ACTIONS TO TAKE ▸
A - Check each statement against the PhyPraKit tools text and mark it yes or no, quoting the deciding words: (i) plotCSV replaces the German ',' with '.'; (ii) smoothCSV converts CSV data to yaml format; (iii) a script must always be located in the current Jupyter work directory.
B - In the PhyPraKit tools text, which package supplies the kafe2go tool?
C - Please write the next part of the PhyPraKit tools text, starting after its final sentence.

## Test and demonstate usage of PhyPraKit stand-alone tools

PhyPrakit provides some Python-Scripts that perform basic actions on data and fit models
defined in a *yaml* file. In general, no extra private code is needed in addition.

  - *plotData*   plot data and uncertainties from file in *yaml* format
  - *plotCSV*    plot data from a file in CSV format; german ',' is replaced by '.'
  - *run_phyFit* run a fit defined in a *yaml* file
  - *csv2yaml*   convert data in CSV format (e.g. MS Excel export) to *yaml* format
  - *smoothCSV*  resample data from a CSV file

The **kafe2** package also provides a stand-alone tool,

   - kafe2go     run a fit with *kafe2* from an input file in *yaml* format

Execution of scripts is done by use of the Jupyter *%run* magic command. For this to work, the 
python script must be specified with its full path, or contained in the current jupyter work directory.

Coordinate labeling data ▸
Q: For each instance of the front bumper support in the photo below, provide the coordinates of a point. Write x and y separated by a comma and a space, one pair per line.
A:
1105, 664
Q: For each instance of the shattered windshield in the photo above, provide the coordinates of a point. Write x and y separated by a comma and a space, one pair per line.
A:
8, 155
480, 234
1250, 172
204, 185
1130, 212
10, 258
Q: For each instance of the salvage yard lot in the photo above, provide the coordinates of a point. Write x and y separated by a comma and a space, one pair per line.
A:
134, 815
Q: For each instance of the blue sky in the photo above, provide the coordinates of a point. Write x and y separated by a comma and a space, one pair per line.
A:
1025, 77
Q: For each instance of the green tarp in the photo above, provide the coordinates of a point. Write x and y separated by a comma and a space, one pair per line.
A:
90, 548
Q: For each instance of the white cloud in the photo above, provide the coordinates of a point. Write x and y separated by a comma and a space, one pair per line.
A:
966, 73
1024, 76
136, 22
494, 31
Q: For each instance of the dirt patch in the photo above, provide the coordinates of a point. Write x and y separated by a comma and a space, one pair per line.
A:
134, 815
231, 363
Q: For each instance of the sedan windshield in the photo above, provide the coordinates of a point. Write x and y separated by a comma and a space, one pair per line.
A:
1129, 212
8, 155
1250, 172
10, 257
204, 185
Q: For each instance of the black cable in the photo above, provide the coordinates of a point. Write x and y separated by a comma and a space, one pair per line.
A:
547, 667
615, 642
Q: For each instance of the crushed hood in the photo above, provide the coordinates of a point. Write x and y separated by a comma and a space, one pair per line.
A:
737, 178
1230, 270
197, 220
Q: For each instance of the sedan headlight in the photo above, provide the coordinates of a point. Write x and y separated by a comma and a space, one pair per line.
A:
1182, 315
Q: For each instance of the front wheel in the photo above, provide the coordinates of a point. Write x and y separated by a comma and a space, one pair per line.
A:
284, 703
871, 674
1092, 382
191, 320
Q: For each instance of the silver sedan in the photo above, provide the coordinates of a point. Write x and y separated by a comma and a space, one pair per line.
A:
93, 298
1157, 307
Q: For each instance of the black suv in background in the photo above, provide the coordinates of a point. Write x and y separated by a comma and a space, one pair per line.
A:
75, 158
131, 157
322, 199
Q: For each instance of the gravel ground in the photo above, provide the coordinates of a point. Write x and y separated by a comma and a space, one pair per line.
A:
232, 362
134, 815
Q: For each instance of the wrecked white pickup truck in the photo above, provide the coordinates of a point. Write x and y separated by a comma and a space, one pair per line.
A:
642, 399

RESULTS IN ORDER ▸
A -
(i) Yes: "german ',' is replaced by '.'"
(ii) No: "resample data from a CSV file"
(iii) No: "must be specified with its full path, or contained in the current jupyter work directory"

B - The kafe2 package.

C -
### General remarks

The stand-anlone scripts take a number of parametrs on the command line. If a script is started without 
any parameters, usage help is printed. See this example:

In [None]:
%run plotCSV.py

### Plot data fom CSV file

In [None]:
%run plotCSV -H 2 Wellenform.csv

## Statistical analysis of measured data

The first step in data analyis usually consists of inspecting a frequency distribution of measured data.
The program *plotData* contains the necessary code; it shows the distribution and calculates the mean
and standard deviation of the data. The file *simple_data.yaml*, as shown below, contains all the necessary
input an can easily be worked on using with the Editor provided by Jupyter. Just double-click on the file name
in the file list on the left-hand side in your Jupyter window to open it. To generate a new file, right-click
in the list, provide a name of a new, empty file, and open it by double-clicking.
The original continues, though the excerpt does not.